↓↓↓

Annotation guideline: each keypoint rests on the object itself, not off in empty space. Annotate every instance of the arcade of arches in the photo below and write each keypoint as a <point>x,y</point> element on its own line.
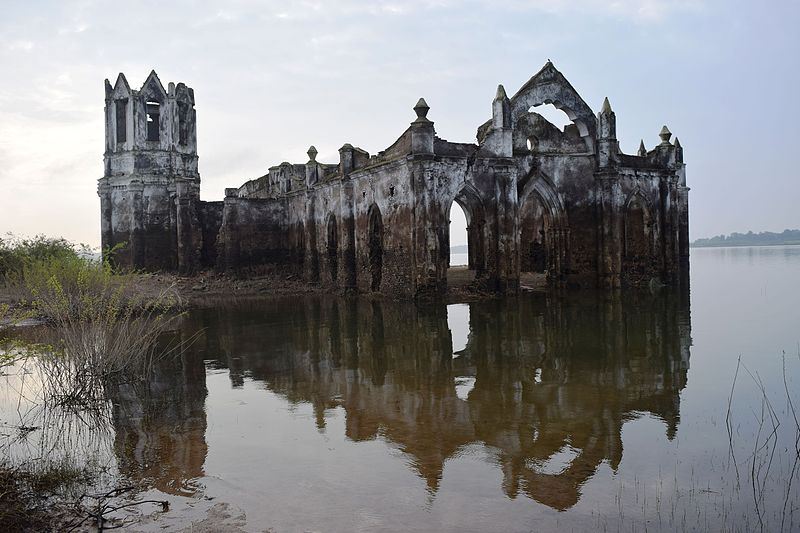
<point>561,203</point>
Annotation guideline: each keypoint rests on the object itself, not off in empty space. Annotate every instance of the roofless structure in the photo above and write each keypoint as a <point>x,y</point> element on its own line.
<point>566,203</point>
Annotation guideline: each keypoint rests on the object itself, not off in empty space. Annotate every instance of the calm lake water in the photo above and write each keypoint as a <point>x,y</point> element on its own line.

↑↑↑

Your job is to transcribe the entries above exactly; skip the pictures.

Annotation guideline: each keypoint rests on the object itself, not off in empty space. Annotate every instance of the arcade of arches in the photo below and write each keypoint as a <point>x,y</point> element on its own line.
<point>561,203</point>
Annotation guideline: each keypoint rests on the object itself, not off in empty space. Annotate every instance of the roofless structure in the photo above and write each keypoint as a <point>x,y</point> element on its own line.
<point>566,203</point>
Annotation guideline: each keypoint rests on the object itself, not off in empty space. Annotate every instance of the calm lake water in the photo above and write each keypoint as a <point>x,y</point> element on its own line.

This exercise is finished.